== Excerpt provided ==
━━━━━━━━━━

Harnesses are abundant. Cognition is volatile. Governance is lagging.
Crawfish exists for the layer above all of that: lifecycle, contracts, continuity, verification, doctrine, and multi-owner control.

Crawfish is a lifecycle-managed runtime for agent swarms that need to survive real operating conditions: budgets, approvals, outages, degraded dependencies, foreign-owner encounters, and model churn. It is not another assistant shell, not another graph toy, and not a harness trying to pretend it is the whole system.

Why Now

The agent stack is changing faster than the rules around it.

Specialized harnesses keep multiplying: OpenClaw, Codex, Claude Code, Gemini CLI, ACP-compatible clients, and more.
The quality of reasoning is improving, but it is also unstable across vendors, models, and release cycles.
Governance and operational practice still trail capability growth.
Multi-owner agent encounters are no longer theoretical. They already happen on the same laptop.

Most teams are still driving by the rear-view mirror, in the sense described by Notion's "Steam, Steel, and Infinite Minds": building with yesterday's application assumptions while swarm-scale agency is arriving with today's tools.

Crawfish is built for that mismatch.

Why Constitutions Are Not Enough

High-level principles matter. They are still not governance.

Anthropic's Claude's Constitution is a strong example of rule-guided model behavior. Anthropic's earlier Constitutional AI work made the same point at training time: written principles can shape behavior. But a constitution does not enforce itself once agents begin roaming across workspaces, owners, harnesses, and execution surfaces.

The frontier problem is different:

a principle can say "do not overreach"
the runtime still needs a pre_dispatch checkpoint
the system still needs evidence that the checkpoint ran
the operator still needs escalation when the check cannot be enforced

That is why Crawfish now treats governance as runtime structure, not policy prose:

doctrine packs
jurisdiction classes
oversight checkpoints
enforcement records
policy incidents

If a rule exists but no checkpoint, no evidence, and no escalation path exists, the swarm is still operating in a wild-west mode.

Why Swarm, Not Assistant

An assistant is usually imagined as a single interface.
A swarm is a governed system of bounded workers, harness-backed execution surfaces, tools, policies, and owners.

━━━━━━━━━━

== Entries provided ==

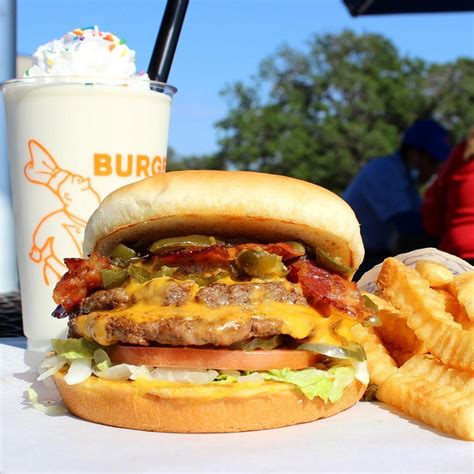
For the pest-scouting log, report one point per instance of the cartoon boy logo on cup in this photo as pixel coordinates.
(76, 198)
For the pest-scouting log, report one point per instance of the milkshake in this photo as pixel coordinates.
(81, 123)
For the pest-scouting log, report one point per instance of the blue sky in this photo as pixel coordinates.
(224, 41)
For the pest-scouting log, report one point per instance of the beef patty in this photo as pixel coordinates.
(196, 330)
(186, 332)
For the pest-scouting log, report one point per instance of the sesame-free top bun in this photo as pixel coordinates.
(255, 206)
(129, 405)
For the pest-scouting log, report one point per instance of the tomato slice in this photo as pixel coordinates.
(222, 359)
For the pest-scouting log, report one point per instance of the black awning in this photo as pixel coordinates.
(386, 7)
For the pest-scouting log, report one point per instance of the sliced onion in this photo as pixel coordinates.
(117, 372)
(254, 377)
(140, 372)
(59, 363)
(52, 409)
(52, 361)
(102, 359)
(79, 371)
(198, 377)
(362, 372)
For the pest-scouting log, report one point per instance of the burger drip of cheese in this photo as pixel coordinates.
(191, 305)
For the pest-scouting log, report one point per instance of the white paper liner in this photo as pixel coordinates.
(457, 265)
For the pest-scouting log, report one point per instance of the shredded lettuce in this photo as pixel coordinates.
(85, 357)
(266, 344)
(102, 359)
(328, 385)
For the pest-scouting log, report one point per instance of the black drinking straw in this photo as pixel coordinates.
(167, 40)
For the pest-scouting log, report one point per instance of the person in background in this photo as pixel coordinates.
(448, 208)
(385, 194)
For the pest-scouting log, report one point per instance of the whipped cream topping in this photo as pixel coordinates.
(85, 52)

━━━━━━━━━━

== What this exercise asks ==
1. Reproduce the part of the Crawfish excerpt starting at "Anthropic's Claude's Constitution" and ending at "and execution surfaces.", substituting "repositories" for "workspaces".
2. Pick up the Crawfish excerpt after its last sentence and carry it forward in the same register.

== Responses by task ==
1.
Anthropic's Claude's Constitution is a strong example of rule-guided model behavior. Anthropic's earlier Constitutional AI work made the same point at training time: written principles can shape behavior. But a constitution does not enforce itself once agents begin roaming across repositories, owners, harnesses, and execution surfaces.

2.
Crawfish treats the future as swarm-shaped:

many agents, not one
many harnesses, not one
many owners and trust domains, not one
many continuity states, not a binary up/down illusion

Swarm here does not imply shared trust, shared memory, or ambient context sharing. It means a governed collection of agents and harness-backed workers under one control plane.

Why Swarm, Not Role-Split Multi-Agent

Much earlier "multi-agent" work was often about splitting roles inside one application, not governing real encounters across owners, harnesses, and trust boundaries.

LangChain's multi-agent docs frame the problem primarily as context engineering: deciding what information each sub-agent should see and how much context to pass.
OpenAI's Agents SDK frames multi-agent coordination around handoffs and shared run context inside one agentic application.
AutoGen's Swarm docs explicitly describe agents that share the same message context.

Those patterns are useful. They are not the same as the environment Crawfish is built for.

Crawfish targets the point where "many" stops meaning "more prompt wrappers inside one app" and starts meaning:

many bounded workers, not one conversation tree
many owners, not one ambient authority
many harness surfaces, not one centrally managed loop
many real encounter boundaries, not only context partitioning

That is why Crawfish needs doctrine, checkpoints, leases, evidence, evaluation, and escalation. Context split is coordination. Swarm governance is a different systems problem.

Why Crawfish Is Not Another Harness

Harnesses are execution surfaces. Crawfish governs them.

OpenClaw is an interactive gateway-native harness surface.
Codex, Claude Code, Gemini CLI, and future ACP-compatible adapters are specialized general-purpose harnesses.
MCP tools are tool-plane integrations.
A2A is the first real remote-agent plane in the current design, using Agent Cards and task-based delegation in the shape introduced by Google's "A2A: A New Era of Agent Interoperability".

Crawfish does not compete by being one more reasoning loop. It competes by making many volatile reasoning loops behave like one inspectable system.

Start With Mainline Alpha

The current supported getting-started path is deliberately narrow:

local swarm control
local-first task.plan under verify_loop
approval-gated local workspace.patch.apply
incident.enrich as the supporting workload
inspectable events, traces, evaluations, alerts, and restart recovery

OpenClaw, A2A, treaties, federation packs, remote evidence, and remote follow-up remain in the repository as experimental alpha surfaces. They still compile and run under CI, but they are not the public happy path and they are not what crawfish init generates by default.

The deeper remote-governance discussion is retained as an experimental appendix later in this document; it is not the mainline onboarding path.

Concept Discipline

Crawfish keeps a broader architecture than it exposes on the public happy path.

For the README, quickstart, and main benchmark story, keep the external model narrow:

local governed swarm runtime
lifecycle-managed actions
local-first task.plan
deterministic verification
approval-gated local mutation
inspectable traces, evaluations, reviews, and alerts

The more advanced remote line remains implemented, but it should be read as retained experimental architecture rather than the default user journey. The compression rule is simple:

treaty: can remote delegation happen
federation pack: how remote states and results are interpreted
evidence bundle: what proof is required to admit the result
follow-up: how the same action continues when proof is incomplete

What The Control Plane Enforces

Crawfish is opinionated about what must survive model churn.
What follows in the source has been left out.